::: Excerpt provided
Castello Aragonese d'Ischia

10 September 2025, at 8 p.m. and 9:30 p.m.

Come l'acqua che scorre

Regia di Salvatore Ronga

The show, organised by the Associazione Amici di Gabriele Mattera and the Associazione culturale Metamorphosis, will take place on Wednesday 10 September 2025 at 8 p.m., with a repeat performance at 9.30 p.m.
Admission is free, but accreditation is required by writing to prenotazioni@amicidigabrielemattera.com.

 

 

In the spring of 1925, Marguerite Yourcenar discovered Naples. During her stay, the writer visited churches and alleys, attended Holy Week rituals, made repeated excursions to Paestum and Pompeii, and landed in Ischia, where she was fascinated by the Aragonese Castle and its “beautiful bay”.
The impressions of the places she visited are brought to life in a youthful story, “Anna Soror”, which was published several times in subsequent years until its final version in 1982.
::::::
::: Provided records
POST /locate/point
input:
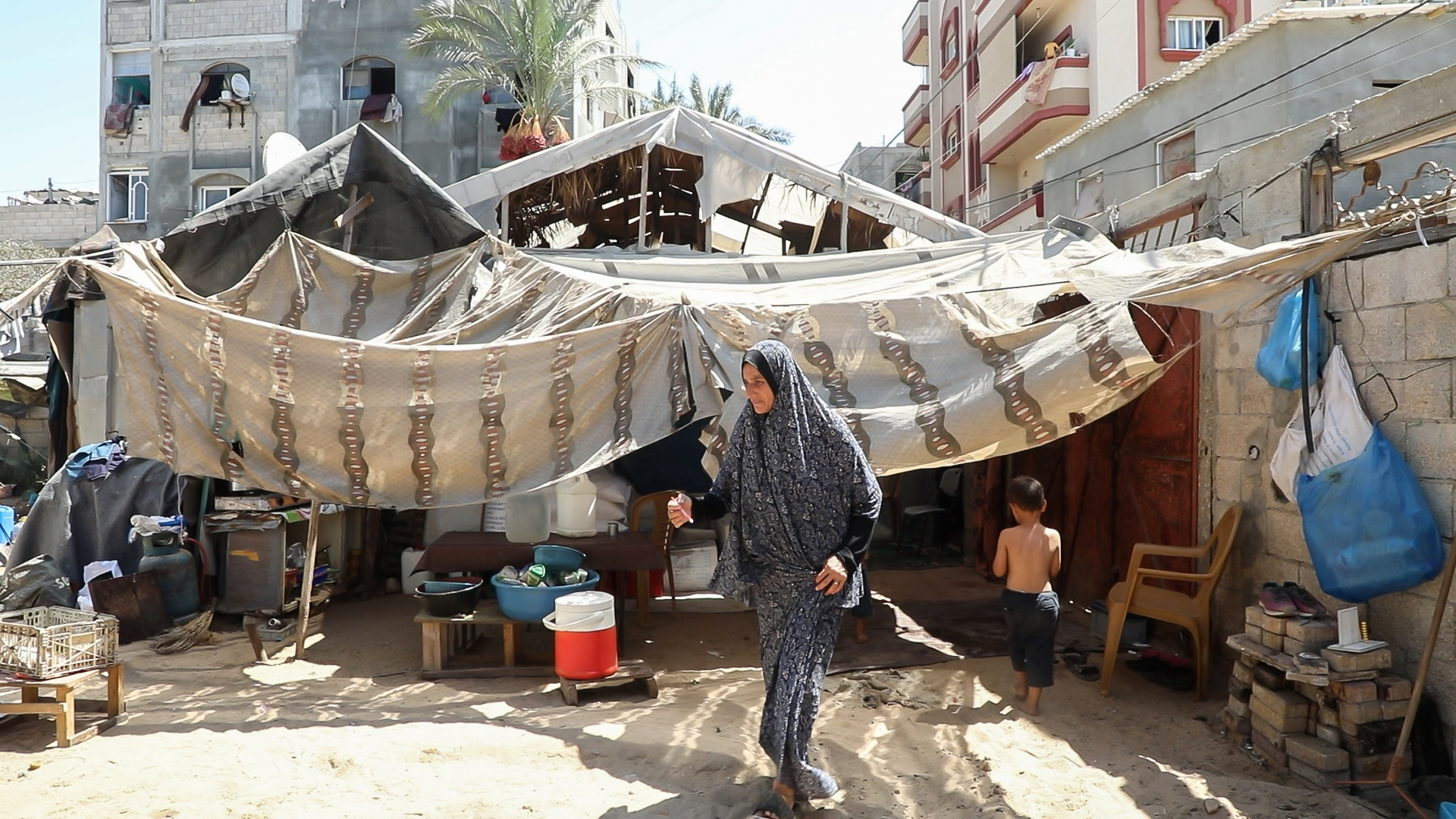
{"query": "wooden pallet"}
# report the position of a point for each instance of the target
(628, 670)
::::::
Goals –
1 - According to the Castello Aragonese event notice, how does one obtain the accreditation required for admission?
2 - Quote the Castello Aragonese event notice between "Castello Aragonese d'Ischia" and "at 9.30 p.m.", inclusive.
3 - Extend the Castello Aragonese event notice past its final sentence.

Task responses –
1 - By writing to prenotazioni@amicidigabrielemattera.com.

2 -
Castello Aragonese d'Ischia

10 September 2025, at 8 p.m. and 9:30 p.m.

Come l'acqua che scorre

Regia di Salvatore Ronga

The show, organised by the Associazione Amici di Gabriele Mattera and the Associazione culturale Metamorphosis, will take place on Wednesday 10 September 2025 at 8 p.m., with a repeat performance at 9.30 p.m.

3 -
This story inspired, albeit in a free and original way, the play “Come l'acqua che scorre” (Like Flowing Water), written and directed by Salvatore Ronga, staged among the ruins of the Cathedral of the Assumption on the Aragonese Castle.

 

The protagonists of the story are Anna and Miguel, sister and brother, members of the Spanish aristocracy. The affection that binds them turns into mutual attraction, a feeling that each of them cultivates in the privacy of their solitude, not without misunderstandings and torment. A forbidden passion that translates into an act of freedom and rebellion with which to challenge the rigid rules of society.
The authoritarian and conspiratorial atmosphere embodied by their father, Don Alvaro, commander of the fortress of Sant'Elmo, is contrasted by the humanistic spirit, imbued with a love of classicism, which the two siblings inherit from their mother, Donna Valentina, together with the mirage of an ideal harmony between nature and culture.
In the background is 17th-century Naples, a city of contrasts: light and shadow, grace and sin, the splendour of gold in the ornate decorations of the altars and the misery of unmade beds in the brothels of the port.

 

Special thanks toMonica Hernandez for the poster illustration.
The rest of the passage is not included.